───── Data for analysis
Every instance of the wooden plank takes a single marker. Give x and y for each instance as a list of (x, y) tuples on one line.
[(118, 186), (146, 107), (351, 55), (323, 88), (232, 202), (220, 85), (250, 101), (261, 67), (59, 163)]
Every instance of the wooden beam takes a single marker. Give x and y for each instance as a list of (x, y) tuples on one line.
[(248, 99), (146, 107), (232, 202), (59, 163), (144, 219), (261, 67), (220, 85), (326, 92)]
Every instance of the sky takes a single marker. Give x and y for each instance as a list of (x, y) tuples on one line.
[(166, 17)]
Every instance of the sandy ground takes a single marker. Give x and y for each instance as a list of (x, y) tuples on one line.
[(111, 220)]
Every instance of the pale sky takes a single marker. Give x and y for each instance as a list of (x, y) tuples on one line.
──────────
───── Data for analysis
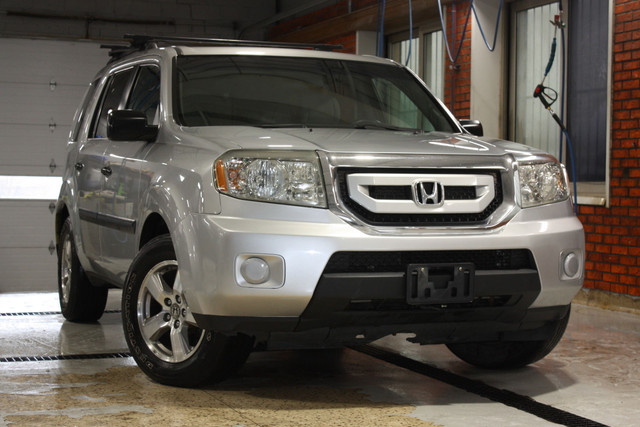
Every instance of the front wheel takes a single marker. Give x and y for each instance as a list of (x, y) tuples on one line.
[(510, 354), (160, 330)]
──────────
Work request -
Retype exactly the span of lines from the one with "Every instance of the wooden plank" through the one with "Every instance of the pale"; include both ends and omit the rest of the material.

Solved exercise -
Every instance of the wooden plank takes a single marker. Give x and y for each instance as a list of (x, y) tuples on one line.
[(118, 186), (146, 107), (351, 55), (323, 88), (232, 202), (220, 85), (250, 101), (261, 67), (59, 163)]
Every instance of the wooden beam takes a single marker. Give x and y for each instance as a list of (x, y) tuples on one line.
[(248, 99), (146, 107), (232, 202), (59, 163), (144, 219), (261, 67), (220, 85), (326, 92)]
Every instance of the sky takes a single marker. Give x and y for each instance as a list of (x, y) tuples on one line.
[(166, 17)]
Every instance of the sandy ground takes a single marker. Give x and y for each instance as a list of (x, y) tuples on one line.
[(111, 220)]
Every instance of the pale sky takes a single marker. Give x and y for each instance as a list of (x, y) tuples on one line.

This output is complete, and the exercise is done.